>>>>

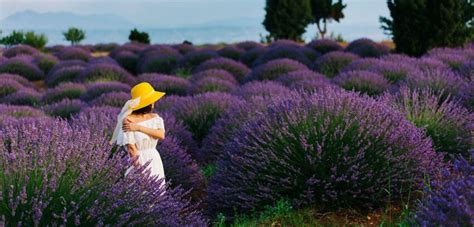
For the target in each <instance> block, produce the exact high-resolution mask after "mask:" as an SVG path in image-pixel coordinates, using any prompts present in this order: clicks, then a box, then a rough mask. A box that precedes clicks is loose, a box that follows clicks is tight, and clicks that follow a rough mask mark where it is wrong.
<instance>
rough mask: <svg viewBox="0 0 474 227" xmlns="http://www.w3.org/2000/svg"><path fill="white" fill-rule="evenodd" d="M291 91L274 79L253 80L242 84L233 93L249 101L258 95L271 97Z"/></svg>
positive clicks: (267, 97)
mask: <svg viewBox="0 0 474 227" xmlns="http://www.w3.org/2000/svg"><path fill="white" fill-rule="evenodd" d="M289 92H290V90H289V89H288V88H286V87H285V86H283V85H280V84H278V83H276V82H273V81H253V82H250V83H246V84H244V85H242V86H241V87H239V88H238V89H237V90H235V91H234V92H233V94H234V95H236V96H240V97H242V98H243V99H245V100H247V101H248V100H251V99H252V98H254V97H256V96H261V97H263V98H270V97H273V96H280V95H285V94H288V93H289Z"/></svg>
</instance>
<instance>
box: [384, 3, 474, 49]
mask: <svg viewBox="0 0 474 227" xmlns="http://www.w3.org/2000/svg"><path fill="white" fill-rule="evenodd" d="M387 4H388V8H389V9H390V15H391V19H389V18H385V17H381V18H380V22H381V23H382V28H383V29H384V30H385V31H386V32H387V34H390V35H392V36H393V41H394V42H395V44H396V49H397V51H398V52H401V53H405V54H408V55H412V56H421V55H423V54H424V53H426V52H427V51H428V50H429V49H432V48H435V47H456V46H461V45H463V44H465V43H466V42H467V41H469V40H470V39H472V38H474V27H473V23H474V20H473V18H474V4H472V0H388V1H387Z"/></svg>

<<<<
>>>>

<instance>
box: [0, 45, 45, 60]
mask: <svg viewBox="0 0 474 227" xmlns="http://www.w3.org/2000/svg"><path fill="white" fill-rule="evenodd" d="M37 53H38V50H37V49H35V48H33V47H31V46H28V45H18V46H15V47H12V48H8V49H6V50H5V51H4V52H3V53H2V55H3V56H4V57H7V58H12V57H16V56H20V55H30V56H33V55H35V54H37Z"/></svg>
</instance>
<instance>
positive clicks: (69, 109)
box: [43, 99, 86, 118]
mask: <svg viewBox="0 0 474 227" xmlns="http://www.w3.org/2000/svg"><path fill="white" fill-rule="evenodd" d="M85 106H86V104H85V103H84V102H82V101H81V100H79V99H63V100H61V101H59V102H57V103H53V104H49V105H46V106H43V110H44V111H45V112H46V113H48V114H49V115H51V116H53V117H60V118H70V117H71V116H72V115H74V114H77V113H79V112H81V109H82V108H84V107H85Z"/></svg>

<<<<

Please show every line of the rows above that contains the string "rough", copying each line in full. Case counts.

> _EXERCISE SOLUTION_:
For the target in each <instance> block, produce the exact high-resolution mask after "mask:" as an SVG path in image-pixel coordinates, using any prompts present in this order: clicks, then a box, then a rough mask. A box that precedes clicks is loose, a box that follows clicks is tight, and clicks that follow a rough mask mark where it is wrong.
rough mask: <svg viewBox="0 0 474 227" xmlns="http://www.w3.org/2000/svg"><path fill="white" fill-rule="evenodd" d="M291 91L274 79L253 80L242 84L233 93L249 101L258 95L271 97Z"/></svg>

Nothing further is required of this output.